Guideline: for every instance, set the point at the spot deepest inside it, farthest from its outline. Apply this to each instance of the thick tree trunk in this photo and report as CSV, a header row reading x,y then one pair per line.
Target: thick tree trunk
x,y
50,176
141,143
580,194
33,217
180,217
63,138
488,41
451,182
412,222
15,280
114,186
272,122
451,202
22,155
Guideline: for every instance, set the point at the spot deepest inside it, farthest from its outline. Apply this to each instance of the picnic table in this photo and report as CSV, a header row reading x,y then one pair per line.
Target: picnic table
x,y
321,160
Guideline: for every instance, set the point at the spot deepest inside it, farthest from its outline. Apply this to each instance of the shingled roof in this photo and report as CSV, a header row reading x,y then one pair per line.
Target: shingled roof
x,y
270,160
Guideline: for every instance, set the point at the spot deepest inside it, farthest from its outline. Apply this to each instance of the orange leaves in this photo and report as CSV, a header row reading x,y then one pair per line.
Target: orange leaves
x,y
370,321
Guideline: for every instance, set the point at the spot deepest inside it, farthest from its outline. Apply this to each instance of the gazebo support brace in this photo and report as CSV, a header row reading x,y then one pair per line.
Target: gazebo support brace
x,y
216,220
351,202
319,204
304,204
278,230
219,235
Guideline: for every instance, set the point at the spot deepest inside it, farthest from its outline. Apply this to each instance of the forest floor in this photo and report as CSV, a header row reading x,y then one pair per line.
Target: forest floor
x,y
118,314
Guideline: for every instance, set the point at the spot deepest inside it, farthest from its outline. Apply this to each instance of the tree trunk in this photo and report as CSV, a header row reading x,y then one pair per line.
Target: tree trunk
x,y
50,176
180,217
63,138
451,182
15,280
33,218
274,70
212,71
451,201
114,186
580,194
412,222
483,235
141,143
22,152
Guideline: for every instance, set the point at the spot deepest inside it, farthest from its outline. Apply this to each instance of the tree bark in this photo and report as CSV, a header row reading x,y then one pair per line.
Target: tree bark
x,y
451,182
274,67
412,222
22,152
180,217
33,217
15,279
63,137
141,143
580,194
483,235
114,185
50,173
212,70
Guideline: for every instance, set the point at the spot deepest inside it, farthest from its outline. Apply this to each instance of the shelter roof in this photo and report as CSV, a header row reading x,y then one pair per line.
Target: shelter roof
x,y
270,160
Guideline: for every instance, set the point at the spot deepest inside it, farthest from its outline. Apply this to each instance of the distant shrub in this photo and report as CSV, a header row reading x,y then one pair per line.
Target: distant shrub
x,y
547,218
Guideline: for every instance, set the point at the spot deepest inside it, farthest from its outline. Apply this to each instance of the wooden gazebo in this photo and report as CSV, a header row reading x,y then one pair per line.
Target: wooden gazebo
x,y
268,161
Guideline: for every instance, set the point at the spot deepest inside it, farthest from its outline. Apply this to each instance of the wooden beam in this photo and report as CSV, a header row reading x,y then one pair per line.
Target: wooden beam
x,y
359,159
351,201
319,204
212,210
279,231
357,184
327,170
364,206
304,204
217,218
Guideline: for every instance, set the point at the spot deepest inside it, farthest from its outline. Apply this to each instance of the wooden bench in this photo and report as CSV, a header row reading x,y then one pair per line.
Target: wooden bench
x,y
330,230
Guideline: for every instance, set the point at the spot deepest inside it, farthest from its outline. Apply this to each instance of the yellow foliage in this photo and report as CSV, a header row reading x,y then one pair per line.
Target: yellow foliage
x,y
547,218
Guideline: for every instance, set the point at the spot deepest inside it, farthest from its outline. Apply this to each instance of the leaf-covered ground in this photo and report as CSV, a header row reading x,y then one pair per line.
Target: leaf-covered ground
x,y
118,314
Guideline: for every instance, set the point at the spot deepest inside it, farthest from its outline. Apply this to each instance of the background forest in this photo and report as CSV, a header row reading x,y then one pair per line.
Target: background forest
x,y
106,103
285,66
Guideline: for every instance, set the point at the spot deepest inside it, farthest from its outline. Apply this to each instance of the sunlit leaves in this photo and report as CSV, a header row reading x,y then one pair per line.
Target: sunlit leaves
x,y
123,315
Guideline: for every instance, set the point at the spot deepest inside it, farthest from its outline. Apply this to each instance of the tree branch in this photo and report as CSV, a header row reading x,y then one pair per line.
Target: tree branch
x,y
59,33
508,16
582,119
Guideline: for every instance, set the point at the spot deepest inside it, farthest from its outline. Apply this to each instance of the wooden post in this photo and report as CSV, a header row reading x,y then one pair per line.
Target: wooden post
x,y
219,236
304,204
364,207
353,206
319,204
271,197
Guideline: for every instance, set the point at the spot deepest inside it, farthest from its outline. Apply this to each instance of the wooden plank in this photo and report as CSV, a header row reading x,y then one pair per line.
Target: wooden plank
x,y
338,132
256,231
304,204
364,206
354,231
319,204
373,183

◆ Exercise details
Nothing in the records may be altered; restate them word for word.

◆ Result for this exercise
Guideline: for every instance, set the point at the spot deepest inside it, farthest from its outline. Apply this to each instance of the thick tree trunk in this photo and report as CSV, a header row reading x,y then one pair per line.
Target: thick tree trunk
x,y
50,176
141,143
580,194
33,217
180,217
63,138
488,41
451,182
412,222
15,280
114,186
272,122
451,202
22,155
Guideline: for every instance, set the point at the spot deepest inside it, farthest from its outline. Apply this to each instance of the picnic table in this photo and report as CSV, a header row reading x,y then one pair per line.
Target: picnic table
x,y
321,160
Guideline: for every instance, set the point at the spot deepest inside it, farthest from its outline. Apply this to each instance of the shingled roof in this photo and report as CSV, a header row reading x,y then one pair per line.
Target: shingled roof
x,y
270,160
Guideline: for every instance, set the point at the spot deepest inside it, farthest from its outline. Apply this to each instance of the orange leaves in this photo and report as CSV, a header row reading x,y then one pair per line.
Target: orange leaves
x,y
370,321
Guideline: for every instance, set the point at the spot deepest inside it, farthest from its outline. Apply this to each instance of the gazebo support brace in this photo and report as CSV, a header row reading x,y then one pair per line.
Target: gazebo support brace
x,y
216,220
351,202
319,204
304,204
278,230
219,235
Guideline: for every instance, set the point at the spot deepest inside it, farthest from its outline. Apply this to each instance of the forest floor in this photo and report as CSV, a header row reading x,y then one pair per line.
Target: forest floor
x,y
118,314
Guideline: for every instance, set the point at the spot deepest inside it, farthest from its outline. Apply this to each instance of the tree trunk in this photo and report as CSV, a header row reading x,y then one pair per line.
Target: tree trunk
x,y
50,176
180,217
63,138
451,182
15,280
33,218
274,70
212,71
451,201
114,186
580,194
412,222
483,235
141,143
22,152
Guideline: for every instance, set the point at the spot deepest inside it, farthest from its outline. Apply this to each instance of the tree bark in this photo and report as CSV, a header row reading x,y then one pair per line.
Target: tree bark
x,y
451,182
274,67
412,222
22,152
180,217
33,217
15,279
63,137
141,143
580,194
483,235
114,185
50,173
212,70
Guideline: for every instance, set the point at the spot deepest inside it, farthest from its outline. Apply this to each instance of the shelter roof in this photo and report as CSV, a header row reading x,y then one pair per line.
Target: shelter roof
x,y
270,160
Guideline: for every instance, set the point at the spot deepest inside it, farthest from its outline. Apply this to each instance of the distant shrub in this photo and report as CSV, a header row reading x,y then one pair per line.
Target: distant shrub
x,y
547,218
Guideline: for every instance, set the point at the spot deepest inside it, farthest from its outline. Apply this to each instance of the wooden gazebo in this photo and report as CSV, a header row reading x,y then one pair per line.
Target: wooden gazebo
x,y
268,161
Guideline: for every instance, set the point at the spot deepest inside it, farthest from its outline. Apply this to each instance of the wooden beam in this photo and report as CSV, a header row reading x,y then one pair per line.
Target: wooden beam
x,y
359,159
351,201
319,204
212,210
279,231
357,184
327,170
364,206
304,204
217,218
Guideline: for every instance, set the point at the spot deepest inside it, farthest from its outline. Apply this to each instance of the wooden bench in this photo and report as CSV, a header row reading x,y then one pair per line.
Target: wooden bench
x,y
330,230
Guideline: for every instance, set the point at the spot deepest inside it, farthest from its outline. Apply this to each instance of the yellow foliage in this photo and report as CSV, a header row reading x,y then one pair per line.
Target: yellow foliage
x,y
547,218
Guideline: for every instance, set the point at the spot deepest inside it, farthest from its outline. Apply this to each instance of the leaf-covered ground in this photo and report as CSV, a header row reading x,y then one pair per line.
Target: leaf-covered ground
x,y
118,314
Guideline: for every instance, set the point at the spot deepest inside it, farthest from its outline. Apply this to each instance of the background forest in this photo and report as CSV, a header row reading x,y then one pair per line.
Target: background forest
x,y
106,103
285,66
Guideline: for every instance, set the point at the spot deepest inside it, farthest from its outline. Apply this to each instance of the sunlit leaves in this photo and report as CSV, a header row reading x,y then one pair per line.
Target: sunlit leaves
x,y
123,315
Guideline: for every instance, set the point at the spot deepest inside it, farthest from its outline. Apply this to each instance of the tree branch in this photo and report as CSV, a header row reading x,y then one pair per line.
Target: tree branch
x,y
59,33
508,16
582,119
Guideline: for every instance, set the point at the spot deepest inside it, farthest from its outline. Apply this to each instance of the wooden post in this photo and report as CSV, a header row reading x,y then one pair per line.
Target: wooden post
x,y
219,236
304,204
364,207
353,206
319,204
271,197
Guideline: for every instance, set the point at the spot deepest inside it, farthest from its outline. Apply this to each instance of the wooden plank in this photo and report as CSV, a header row reading x,y then one pair per line.
Target: wooden plank
x,y
338,132
256,231
304,204
364,206
354,231
319,204
373,183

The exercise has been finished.